STORED ROWS:
━━━

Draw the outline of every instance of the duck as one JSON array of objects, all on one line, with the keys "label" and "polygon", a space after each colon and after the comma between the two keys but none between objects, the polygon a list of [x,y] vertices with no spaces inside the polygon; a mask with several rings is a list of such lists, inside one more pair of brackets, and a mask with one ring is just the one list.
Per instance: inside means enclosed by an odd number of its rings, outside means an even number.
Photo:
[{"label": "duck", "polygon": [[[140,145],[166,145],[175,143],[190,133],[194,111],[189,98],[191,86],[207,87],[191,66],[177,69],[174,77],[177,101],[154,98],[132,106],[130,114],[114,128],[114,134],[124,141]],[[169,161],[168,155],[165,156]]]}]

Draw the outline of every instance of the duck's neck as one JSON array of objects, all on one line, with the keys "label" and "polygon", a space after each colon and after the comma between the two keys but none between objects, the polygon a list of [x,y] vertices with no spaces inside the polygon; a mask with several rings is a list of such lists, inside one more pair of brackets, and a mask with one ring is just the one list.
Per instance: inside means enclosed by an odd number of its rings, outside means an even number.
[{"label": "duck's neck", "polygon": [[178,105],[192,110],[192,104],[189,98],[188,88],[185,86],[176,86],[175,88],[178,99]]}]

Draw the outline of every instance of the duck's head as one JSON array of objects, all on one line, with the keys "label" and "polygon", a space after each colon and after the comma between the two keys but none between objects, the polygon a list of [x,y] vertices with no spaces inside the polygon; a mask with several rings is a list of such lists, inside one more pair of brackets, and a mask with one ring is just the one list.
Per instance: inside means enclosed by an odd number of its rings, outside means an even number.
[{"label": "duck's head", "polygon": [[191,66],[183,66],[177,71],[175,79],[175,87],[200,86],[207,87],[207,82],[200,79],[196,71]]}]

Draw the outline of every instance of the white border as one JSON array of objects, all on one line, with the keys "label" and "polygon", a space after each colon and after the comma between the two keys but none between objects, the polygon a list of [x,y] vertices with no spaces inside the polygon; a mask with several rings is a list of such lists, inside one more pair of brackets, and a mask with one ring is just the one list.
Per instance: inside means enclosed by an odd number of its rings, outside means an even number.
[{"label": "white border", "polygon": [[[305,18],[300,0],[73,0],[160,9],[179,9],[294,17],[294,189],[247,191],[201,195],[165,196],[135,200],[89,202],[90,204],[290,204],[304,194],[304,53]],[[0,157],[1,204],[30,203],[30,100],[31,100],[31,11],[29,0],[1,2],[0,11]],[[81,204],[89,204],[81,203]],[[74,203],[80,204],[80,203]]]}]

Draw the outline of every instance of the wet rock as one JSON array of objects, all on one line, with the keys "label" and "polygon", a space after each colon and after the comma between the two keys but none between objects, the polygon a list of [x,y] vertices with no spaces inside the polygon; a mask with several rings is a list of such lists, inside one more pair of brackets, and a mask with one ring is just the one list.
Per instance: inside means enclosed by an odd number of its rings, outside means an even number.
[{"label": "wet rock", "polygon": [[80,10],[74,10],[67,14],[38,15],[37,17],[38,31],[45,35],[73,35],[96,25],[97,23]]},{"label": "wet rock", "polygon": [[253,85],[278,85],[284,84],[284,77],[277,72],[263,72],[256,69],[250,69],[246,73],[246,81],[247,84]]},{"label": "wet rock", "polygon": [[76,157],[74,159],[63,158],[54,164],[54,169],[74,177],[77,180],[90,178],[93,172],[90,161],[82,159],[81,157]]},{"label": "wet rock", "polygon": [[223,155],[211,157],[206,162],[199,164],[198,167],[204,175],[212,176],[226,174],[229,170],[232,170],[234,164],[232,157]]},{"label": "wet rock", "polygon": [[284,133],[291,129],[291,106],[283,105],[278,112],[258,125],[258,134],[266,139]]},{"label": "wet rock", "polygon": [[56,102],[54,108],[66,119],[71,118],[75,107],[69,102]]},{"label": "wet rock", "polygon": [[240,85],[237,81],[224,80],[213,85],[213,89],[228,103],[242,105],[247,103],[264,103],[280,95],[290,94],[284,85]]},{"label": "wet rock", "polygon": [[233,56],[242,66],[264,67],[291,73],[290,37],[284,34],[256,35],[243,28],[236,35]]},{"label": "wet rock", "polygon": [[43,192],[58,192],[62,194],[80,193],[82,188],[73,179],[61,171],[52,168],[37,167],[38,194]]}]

━━━

EXERCISE DIRECTIONS:
Copy the stretch from the line containing "Draw the outline of every instance of the wet" through the end of the material, reproducing every character unchanged.

ANSWER TO THIS PROBLEM:
Draw the outline of every instance of the wet rock as one JSON array of objects, all on one line, with the keys "label" and "polygon", a space after each colon and after the comma between the two keys but none between objects, the polygon a list of [x,y] vertices with no spaces inside the polygon; a mask with several rings is a list of such lists, inside one more pair of brackets, and a mask with one ring is just the one list.
Per instance: inside means enclosed by an odd number of its rings, outside means an even number.
[{"label": "wet rock", "polygon": [[80,10],[74,10],[67,14],[38,15],[37,17],[38,31],[45,35],[73,35],[96,25],[97,23]]},{"label": "wet rock", "polygon": [[253,85],[278,85],[284,84],[284,77],[277,72],[263,72],[256,69],[250,69],[246,73],[246,81],[247,84]]},{"label": "wet rock", "polygon": [[76,157],[74,159],[63,158],[54,164],[54,169],[74,177],[77,180],[90,178],[93,172],[90,161],[82,159],[81,157]]},{"label": "wet rock", "polygon": [[223,155],[211,157],[206,162],[199,164],[198,167],[204,175],[212,176],[226,174],[229,170],[232,170],[234,164],[232,157]]},{"label": "wet rock", "polygon": [[284,133],[291,129],[291,106],[283,105],[278,112],[258,125],[258,134],[266,139]]},{"label": "wet rock", "polygon": [[56,102],[54,108],[66,119],[71,118],[75,107],[69,102]]},{"label": "wet rock", "polygon": [[240,85],[237,81],[224,80],[213,85],[213,89],[228,103],[242,105],[247,103],[264,103],[280,95],[290,94],[284,85]]},{"label": "wet rock", "polygon": [[233,56],[242,66],[264,67],[291,73],[290,37],[284,34],[256,35],[243,28],[236,35]]},{"label": "wet rock", "polygon": [[43,192],[58,192],[62,194],[80,193],[82,188],[73,179],[61,171],[52,168],[37,167],[38,194]]}]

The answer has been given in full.